Text shown:

■ ■ ■ ■ ■

After the Fact: Climbing the ladder

“Only 32 percent of adult employees in the U.S. are motivated at and interested in their jobs.”  So says a Gallup Poll in the February issue of Family Circle magazine. Of that 32 percent, at least half must be nurses and the other half are teachers. How do I know? Well, they sure aren’t doing it for the money! If you’re not a teacher or a nurse but still like your job, you just got lucky and you’re in such a small percentile as to be almost totally overlooked.                                                                                                                                                                             

This poll probably didn’t include farmers and ranchers: if they didn’t like what they are doing, we’d all have starved to death generations ago, but nobody, including the farmers and ranchers, completely understands what it is that motivates them.

It’s interesting to me that people in what we used to consider “entry level” or beginner jobs now expect salaries commensurate with positions requiring greater skills and higher education. Wait ‘til the carhops at Sonic find out that my electrician charges $100 an hour! A recent “expose” about welfare in Dearborn, Michigan reported that a new immigrant, his four wives and children receive as much financial assistance as the salary of a cardiologist on staff at a hospital there.

As most girls “back then,” my first job was babysitting. I could hardly wait until I was old enough to be trusted with the care of children other than my siblings. Then I learned the job included washing a week’s worth of used dishes, running the vacuum or sweeping floors and doing the laundry AFTER getting six kids bathed and tucked into bed. For $.35 an hour. I did it twice before I changed careers: taking in ironing was a lot easier and it paid even more per shirt than one hour of kid-watching. That probably provides insight into my skills as a wife and mother.

■ ■ ■ ■ ■

What you will do:
(a) In the column on job satisfaction, which magazine carried the Gallup Poll figure on motivated employees?
(b) Reproduce the column on job satisfaction from "This poll probably" to "that motivates them.".
The listing has no connection to the column on job satisfaction.

Records provided:

■ ■ ■ ■ ■

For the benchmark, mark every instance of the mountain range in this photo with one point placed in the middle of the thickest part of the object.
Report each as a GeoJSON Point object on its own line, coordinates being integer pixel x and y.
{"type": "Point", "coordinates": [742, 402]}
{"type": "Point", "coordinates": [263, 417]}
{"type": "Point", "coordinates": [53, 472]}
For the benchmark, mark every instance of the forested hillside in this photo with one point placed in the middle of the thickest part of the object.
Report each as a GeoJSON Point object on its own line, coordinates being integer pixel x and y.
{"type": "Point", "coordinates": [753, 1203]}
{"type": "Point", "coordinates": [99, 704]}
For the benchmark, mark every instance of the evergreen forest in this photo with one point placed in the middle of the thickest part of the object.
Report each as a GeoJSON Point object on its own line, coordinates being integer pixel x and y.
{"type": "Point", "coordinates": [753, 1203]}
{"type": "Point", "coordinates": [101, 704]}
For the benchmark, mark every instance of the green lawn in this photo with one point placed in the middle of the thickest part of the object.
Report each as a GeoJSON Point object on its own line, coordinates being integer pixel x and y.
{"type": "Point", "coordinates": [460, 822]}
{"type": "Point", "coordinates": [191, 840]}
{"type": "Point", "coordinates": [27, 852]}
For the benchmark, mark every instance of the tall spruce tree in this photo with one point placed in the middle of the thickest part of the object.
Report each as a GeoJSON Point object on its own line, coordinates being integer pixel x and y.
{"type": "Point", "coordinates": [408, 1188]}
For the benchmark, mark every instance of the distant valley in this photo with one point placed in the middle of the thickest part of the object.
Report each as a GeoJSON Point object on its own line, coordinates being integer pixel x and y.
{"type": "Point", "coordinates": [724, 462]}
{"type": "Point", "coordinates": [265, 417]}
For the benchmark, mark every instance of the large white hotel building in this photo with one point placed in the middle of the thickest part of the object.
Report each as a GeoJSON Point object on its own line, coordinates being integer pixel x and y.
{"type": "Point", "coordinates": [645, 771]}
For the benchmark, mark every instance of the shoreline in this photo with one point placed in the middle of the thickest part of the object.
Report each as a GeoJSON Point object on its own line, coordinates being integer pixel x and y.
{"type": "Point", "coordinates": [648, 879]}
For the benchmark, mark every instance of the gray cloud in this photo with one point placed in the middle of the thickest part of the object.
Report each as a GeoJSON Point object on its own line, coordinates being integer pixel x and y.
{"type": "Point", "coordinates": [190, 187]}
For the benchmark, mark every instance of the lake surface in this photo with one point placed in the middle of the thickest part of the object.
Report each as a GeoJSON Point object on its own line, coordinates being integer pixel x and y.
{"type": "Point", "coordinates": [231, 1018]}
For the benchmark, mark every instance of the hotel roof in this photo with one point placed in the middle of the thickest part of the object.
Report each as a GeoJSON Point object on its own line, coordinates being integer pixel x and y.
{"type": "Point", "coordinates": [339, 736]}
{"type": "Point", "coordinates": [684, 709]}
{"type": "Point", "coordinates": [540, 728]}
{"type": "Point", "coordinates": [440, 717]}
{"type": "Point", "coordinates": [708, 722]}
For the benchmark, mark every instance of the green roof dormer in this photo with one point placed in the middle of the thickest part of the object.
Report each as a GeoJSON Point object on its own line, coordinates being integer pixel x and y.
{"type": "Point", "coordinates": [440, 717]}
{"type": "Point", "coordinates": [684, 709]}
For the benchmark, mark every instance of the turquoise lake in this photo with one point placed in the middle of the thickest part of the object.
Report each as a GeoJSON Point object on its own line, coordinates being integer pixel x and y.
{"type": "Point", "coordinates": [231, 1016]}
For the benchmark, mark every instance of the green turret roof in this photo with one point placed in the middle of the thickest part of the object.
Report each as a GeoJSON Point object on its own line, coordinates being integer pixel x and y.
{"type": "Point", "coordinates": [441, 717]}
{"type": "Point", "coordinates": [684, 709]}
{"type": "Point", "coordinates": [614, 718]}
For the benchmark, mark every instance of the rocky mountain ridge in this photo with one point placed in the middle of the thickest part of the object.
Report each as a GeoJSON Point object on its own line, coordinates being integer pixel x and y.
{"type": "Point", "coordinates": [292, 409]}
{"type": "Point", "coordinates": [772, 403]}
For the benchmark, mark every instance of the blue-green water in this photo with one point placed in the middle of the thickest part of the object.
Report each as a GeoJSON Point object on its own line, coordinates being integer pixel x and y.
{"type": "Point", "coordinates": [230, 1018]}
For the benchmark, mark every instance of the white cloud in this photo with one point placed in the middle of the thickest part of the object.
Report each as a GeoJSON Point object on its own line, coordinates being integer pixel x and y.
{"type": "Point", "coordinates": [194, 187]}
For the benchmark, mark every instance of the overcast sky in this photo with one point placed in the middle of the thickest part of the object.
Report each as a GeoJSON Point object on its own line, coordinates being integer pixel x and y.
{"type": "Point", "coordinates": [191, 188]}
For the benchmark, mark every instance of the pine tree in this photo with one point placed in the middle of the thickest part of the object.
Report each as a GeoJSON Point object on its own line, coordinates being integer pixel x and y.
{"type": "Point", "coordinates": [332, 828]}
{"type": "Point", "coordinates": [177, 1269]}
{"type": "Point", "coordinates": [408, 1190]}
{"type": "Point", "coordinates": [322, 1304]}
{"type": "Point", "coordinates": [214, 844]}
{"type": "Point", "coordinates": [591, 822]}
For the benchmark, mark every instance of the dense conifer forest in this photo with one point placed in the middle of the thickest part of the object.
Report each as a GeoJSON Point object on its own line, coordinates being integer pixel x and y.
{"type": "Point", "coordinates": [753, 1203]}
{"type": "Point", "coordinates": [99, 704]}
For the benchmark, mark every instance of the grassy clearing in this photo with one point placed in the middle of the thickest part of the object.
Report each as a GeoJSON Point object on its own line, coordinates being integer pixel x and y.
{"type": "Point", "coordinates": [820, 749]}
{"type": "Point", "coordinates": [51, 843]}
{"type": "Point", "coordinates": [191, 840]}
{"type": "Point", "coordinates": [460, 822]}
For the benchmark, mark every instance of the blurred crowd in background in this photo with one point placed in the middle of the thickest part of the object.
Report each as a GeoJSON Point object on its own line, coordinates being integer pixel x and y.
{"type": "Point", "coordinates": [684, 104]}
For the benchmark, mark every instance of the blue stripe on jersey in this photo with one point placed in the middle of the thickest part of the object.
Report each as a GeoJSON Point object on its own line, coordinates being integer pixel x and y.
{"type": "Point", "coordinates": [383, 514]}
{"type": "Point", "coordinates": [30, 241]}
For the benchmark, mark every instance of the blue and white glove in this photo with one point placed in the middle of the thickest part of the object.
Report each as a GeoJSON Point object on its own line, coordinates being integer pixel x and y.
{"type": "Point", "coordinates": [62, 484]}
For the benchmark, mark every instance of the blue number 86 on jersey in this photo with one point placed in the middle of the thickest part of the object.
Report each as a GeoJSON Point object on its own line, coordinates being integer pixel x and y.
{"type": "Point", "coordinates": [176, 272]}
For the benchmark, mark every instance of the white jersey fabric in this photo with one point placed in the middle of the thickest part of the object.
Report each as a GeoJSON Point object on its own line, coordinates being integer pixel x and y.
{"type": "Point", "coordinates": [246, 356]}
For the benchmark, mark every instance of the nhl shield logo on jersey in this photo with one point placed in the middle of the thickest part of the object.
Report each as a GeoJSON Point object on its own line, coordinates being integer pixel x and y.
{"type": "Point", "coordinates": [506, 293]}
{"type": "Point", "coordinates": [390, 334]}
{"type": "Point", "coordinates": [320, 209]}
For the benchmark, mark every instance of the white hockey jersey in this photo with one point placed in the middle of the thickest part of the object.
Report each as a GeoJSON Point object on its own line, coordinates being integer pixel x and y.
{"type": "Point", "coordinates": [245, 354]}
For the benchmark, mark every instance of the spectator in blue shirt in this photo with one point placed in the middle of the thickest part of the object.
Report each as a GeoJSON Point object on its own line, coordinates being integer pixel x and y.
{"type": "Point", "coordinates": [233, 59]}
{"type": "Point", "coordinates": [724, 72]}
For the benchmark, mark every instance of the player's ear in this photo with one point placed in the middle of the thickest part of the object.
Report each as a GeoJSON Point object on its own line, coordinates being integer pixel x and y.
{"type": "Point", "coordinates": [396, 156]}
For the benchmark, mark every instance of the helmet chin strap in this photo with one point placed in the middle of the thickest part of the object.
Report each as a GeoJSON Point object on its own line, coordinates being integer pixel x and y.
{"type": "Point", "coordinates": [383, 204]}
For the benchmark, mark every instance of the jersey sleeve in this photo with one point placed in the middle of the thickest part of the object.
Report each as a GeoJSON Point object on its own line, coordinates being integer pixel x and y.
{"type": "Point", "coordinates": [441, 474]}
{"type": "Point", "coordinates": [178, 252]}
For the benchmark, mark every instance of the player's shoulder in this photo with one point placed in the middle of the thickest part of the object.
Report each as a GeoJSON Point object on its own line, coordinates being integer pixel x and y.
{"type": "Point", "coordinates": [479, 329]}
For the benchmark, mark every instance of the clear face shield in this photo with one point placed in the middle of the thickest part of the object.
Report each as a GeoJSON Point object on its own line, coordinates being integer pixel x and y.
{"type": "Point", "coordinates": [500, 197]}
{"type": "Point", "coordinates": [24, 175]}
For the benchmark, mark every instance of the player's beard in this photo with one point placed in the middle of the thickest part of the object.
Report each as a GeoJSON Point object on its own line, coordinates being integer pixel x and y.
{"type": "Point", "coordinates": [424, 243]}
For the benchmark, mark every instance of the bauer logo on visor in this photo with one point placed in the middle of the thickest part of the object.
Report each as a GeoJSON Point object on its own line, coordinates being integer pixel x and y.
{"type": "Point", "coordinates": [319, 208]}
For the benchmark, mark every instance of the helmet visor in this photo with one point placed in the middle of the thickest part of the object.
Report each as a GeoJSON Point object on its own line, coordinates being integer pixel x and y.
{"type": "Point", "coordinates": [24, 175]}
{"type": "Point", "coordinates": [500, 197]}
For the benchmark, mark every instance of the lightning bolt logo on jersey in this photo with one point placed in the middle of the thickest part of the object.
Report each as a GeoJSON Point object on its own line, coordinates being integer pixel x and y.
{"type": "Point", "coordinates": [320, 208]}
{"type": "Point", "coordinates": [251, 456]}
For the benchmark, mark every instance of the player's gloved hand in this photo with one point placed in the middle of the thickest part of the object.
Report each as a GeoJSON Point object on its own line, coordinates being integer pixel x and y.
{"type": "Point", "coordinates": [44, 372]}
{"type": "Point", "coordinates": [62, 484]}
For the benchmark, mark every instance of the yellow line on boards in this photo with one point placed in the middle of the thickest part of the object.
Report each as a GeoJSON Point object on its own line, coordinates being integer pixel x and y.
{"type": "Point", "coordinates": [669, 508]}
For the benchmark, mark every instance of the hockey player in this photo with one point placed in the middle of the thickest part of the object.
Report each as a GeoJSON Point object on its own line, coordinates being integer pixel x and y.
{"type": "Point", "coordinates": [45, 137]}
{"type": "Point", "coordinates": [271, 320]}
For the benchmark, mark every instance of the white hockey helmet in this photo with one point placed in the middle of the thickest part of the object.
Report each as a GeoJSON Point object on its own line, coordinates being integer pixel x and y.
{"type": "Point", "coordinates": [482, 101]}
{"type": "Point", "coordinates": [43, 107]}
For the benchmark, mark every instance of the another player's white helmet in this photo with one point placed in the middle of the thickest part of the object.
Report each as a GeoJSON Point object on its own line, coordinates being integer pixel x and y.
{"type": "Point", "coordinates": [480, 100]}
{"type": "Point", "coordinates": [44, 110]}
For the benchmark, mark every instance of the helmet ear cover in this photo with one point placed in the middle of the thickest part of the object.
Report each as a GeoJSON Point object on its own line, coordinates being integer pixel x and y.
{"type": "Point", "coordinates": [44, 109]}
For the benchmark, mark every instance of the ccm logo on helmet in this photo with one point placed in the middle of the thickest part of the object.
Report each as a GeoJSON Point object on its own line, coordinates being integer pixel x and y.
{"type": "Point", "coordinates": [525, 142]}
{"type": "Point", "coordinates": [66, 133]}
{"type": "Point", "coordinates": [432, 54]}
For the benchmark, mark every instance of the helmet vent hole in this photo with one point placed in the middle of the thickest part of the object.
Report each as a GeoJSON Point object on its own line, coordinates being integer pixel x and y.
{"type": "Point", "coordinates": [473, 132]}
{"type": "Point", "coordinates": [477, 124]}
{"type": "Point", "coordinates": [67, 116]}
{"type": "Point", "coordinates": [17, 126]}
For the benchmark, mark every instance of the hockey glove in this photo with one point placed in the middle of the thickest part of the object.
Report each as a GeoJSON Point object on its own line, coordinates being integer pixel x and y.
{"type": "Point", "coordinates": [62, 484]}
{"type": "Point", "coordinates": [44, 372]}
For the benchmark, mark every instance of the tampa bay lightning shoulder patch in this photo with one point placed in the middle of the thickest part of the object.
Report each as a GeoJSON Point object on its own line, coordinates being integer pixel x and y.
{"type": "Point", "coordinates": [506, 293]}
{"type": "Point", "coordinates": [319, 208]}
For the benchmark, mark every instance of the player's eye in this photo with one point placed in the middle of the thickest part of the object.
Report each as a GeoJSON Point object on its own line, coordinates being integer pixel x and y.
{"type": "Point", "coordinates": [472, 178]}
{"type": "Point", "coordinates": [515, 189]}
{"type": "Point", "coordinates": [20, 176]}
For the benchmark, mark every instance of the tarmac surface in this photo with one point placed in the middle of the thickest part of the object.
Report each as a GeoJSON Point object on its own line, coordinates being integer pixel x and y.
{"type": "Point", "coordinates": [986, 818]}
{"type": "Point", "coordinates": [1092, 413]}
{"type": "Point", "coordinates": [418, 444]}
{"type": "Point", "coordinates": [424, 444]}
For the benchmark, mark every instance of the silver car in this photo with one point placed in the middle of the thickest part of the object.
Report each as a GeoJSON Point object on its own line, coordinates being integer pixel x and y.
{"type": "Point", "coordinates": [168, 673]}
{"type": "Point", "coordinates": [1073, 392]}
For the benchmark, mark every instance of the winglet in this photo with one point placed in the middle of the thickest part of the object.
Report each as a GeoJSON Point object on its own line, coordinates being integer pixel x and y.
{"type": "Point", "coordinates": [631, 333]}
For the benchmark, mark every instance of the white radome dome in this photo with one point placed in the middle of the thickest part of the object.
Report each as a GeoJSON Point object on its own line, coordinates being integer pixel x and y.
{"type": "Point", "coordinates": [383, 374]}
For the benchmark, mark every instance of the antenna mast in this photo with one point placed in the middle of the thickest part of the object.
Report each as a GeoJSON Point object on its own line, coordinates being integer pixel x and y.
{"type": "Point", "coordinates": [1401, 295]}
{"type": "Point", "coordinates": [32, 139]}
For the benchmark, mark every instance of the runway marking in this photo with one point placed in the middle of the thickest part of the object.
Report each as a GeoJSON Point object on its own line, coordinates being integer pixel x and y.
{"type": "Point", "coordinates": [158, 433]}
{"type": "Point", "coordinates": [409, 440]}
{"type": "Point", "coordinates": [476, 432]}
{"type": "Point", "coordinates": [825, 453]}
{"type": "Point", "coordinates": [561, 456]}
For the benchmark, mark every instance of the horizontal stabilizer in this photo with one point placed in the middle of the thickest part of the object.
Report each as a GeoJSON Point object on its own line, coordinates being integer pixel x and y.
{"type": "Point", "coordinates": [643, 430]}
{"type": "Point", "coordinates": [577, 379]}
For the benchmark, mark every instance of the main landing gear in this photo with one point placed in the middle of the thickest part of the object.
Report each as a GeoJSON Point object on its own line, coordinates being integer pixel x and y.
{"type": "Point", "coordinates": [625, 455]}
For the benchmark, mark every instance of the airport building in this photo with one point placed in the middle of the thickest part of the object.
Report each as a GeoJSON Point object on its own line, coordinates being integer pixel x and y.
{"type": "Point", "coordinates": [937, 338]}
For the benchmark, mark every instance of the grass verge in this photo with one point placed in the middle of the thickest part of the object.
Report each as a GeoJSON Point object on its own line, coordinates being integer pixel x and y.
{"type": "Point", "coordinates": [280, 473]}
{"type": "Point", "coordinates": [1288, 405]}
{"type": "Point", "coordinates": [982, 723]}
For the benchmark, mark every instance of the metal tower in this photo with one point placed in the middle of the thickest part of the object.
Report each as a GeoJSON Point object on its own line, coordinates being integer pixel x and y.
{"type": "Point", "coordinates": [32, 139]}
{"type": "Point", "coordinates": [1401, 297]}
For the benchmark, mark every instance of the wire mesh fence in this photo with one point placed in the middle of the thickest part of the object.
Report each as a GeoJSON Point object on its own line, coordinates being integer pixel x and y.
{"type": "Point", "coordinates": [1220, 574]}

■ ■ ■ ■ ■

Responses per task:
(a) Family Circle, in its February issue.

(b)
This poll probably didn’t include farmers and ranchers: if they didn’t like what they are doing, we’d all have starved to death generations ago, but nobody, including the farmers and ranchers, completely understands what it is that motivates them.